▶ **Given problem A**
Repeat the passage of the opinion below word for word, starting at "See Johnson v." and ending at "under the ACCA.".
— Start Quoted text —
Ford v. United States of America
MEMORANDUM OPINION AND ORDER by District Judge James A. Parker. granting 1 Motion to Vacate/Set Aside/Correct Sentence (2255 under Johnson v. USA) and resentencing will be scheduled (bap)
UNITED STATES DISTRICT COURT
DISTRICT OF NEW MEXICO
STEVEN ANTHONY FORD,
No. 16 CV 1181 JAP/KBM
No. 08 CR 229 JAP
UNITED STATES OF AMERICA,
MEMORANDUM OPINION AND ORDER
Petitioner Steven Anthony Ford (Petitioner) asks the Court to vacate his sentence and
resentence him without enhancement under the Armed Career Criminal Act (ACCA), 18 U.S.C §
924(e)(2)(B). See DEFENDANT FORD’S MOTION TO CORRECT SENTENCE PURSUANT
TO 28 U.S.C. § 2255 (Doc. No. 1) (Motion). The United States concedes that Petitioner is no
longer an armed career criminal and does not oppose resentencing. See UNITED STATES’
RESPONSE TO DEFENDANT’S MOTION TO CORRECT SENTENCE PURSUANT TO 28
U.S.C. § 2255/MEMORANDUM REGARDING TIMELINESS (Doc. No. 12). The Court will
grant the Motion.
Petitioner was convicted of three firearms charges in 2009: being a felon in possession of
firearms and ammunition, under 18 U.S.C. § 922(g)(1), being a fugitive in possession of firearms
and ammunition, under 18 U.S.C. § 922(g)(2), and possession of stolen firearms, under 18
U.S.C. § 922(j). United States v. Ford, 613 F.3d 1263, 1265 (10th Cir. 2010). He was sentenced
under the ACCA due to three prior convictions for violent felonies. Id. at 1265–66, 1270. The
Tenth Circuit Court of Appeals affirmed Petitioner’s convictions and sentence, but held that one
of Petitioner’s prior felonies, the Kansas conviction for criminal discharge of a firearm at an
occupied building or vehicle, qualified as a violent felony only under the residual clause of the
ACCA. Id. at 1271–73. The Supreme Court has since held the residual clause unconstitutional.
See Johnson v. United States, 135 S. Ct. 2551, 2563 (2015). Johnson is retroactively applicable
on collateral review. Welch v. United States, 136 S. Ct. 1257, 1268 (2016). The Court therefore
concludes that Petitioner no longer qualifies for sentencing under the ACCA.
— End Quoted text —
— Start Entries —
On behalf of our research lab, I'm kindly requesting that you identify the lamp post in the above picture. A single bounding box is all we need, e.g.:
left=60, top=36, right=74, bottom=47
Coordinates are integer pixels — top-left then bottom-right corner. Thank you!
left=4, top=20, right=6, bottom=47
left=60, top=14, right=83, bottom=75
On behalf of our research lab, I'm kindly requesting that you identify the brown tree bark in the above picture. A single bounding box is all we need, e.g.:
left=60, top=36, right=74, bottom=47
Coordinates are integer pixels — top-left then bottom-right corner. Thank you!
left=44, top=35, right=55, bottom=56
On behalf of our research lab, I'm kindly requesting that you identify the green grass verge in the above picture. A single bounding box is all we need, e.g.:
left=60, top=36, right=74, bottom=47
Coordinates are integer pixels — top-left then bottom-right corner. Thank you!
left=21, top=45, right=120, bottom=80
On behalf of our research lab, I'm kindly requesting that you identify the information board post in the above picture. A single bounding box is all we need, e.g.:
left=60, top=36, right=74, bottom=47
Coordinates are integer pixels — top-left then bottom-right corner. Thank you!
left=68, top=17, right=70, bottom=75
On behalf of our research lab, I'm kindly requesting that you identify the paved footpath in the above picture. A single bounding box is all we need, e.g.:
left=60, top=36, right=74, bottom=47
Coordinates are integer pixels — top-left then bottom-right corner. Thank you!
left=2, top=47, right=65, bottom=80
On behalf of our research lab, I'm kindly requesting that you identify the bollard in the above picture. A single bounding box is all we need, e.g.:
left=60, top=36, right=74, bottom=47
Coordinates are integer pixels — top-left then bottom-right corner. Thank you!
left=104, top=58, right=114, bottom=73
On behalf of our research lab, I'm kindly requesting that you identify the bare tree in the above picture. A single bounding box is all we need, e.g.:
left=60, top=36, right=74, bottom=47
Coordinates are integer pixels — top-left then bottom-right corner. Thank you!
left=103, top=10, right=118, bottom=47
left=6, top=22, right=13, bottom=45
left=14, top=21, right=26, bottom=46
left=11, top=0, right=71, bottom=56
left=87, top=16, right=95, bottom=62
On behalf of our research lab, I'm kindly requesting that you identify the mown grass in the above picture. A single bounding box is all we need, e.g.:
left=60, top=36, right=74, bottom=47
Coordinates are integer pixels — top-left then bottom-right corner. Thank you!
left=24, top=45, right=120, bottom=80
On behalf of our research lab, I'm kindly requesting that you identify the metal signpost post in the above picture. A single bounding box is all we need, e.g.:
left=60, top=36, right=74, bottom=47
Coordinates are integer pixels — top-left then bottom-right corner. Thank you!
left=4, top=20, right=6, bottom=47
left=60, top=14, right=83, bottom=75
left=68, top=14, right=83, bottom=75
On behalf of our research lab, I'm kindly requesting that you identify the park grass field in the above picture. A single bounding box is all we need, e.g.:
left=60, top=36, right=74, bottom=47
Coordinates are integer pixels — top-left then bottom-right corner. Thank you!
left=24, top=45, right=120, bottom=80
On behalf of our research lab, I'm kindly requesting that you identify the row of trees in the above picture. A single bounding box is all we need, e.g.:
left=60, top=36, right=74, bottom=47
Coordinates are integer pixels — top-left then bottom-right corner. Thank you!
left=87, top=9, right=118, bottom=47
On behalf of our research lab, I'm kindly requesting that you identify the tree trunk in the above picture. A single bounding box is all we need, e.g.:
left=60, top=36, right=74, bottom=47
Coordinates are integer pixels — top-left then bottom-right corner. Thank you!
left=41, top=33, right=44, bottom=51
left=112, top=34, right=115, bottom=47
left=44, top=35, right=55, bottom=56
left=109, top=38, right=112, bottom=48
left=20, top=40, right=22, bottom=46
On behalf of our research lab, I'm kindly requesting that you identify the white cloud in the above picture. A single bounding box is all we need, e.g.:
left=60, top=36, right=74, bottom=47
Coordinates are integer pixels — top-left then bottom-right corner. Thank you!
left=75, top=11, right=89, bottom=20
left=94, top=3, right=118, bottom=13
— End Entries —
▶ **Given problem B**
Reproduce the lines of the listing above verbatim, starting at the line containing "identify the tree" and ending at the last line of the listing.

▶ **Written response A**
See Johnson v. United States, 135 S. Ct. 2551, 2563 (2015). Johnson is retroactively applicable
on collateral review. Welch v. United States, 136 S. Ct. 1257, 1268 (2016). The Court therefore
concludes that Petitioner no longer qualifies for sentencing under the ACCA.

▶ **Written response B**
On behalf of our research lab, I'm kindly requesting that you identify the tree trunk in the above picture. A single bounding box is all we need, e.g.:
left=60, top=36, right=74, bottom=47
Coordinates are integer pixels — top-left then bottom-right corner. Thank you!
left=41, top=33, right=44, bottom=51
left=112, top=34, right=115, bottom=47
left=44, top=35, right=55, bottom=56
left=109, top=38, right=112, bottom=48
left=20, top=40, right=22, bottom=46
On behalf of our research lab, I'm kindly requesting that you identify the white cloud in the above picture. A single bounding box is all we need, e.g.:
left=60, top=36, right=74, bottom=47
Coordinates are integer pixels — top-left then bottom-right corner. Thank you!
left=75, top=11, right=89, bottom=20
left=94, top=3, right=118, bottom=13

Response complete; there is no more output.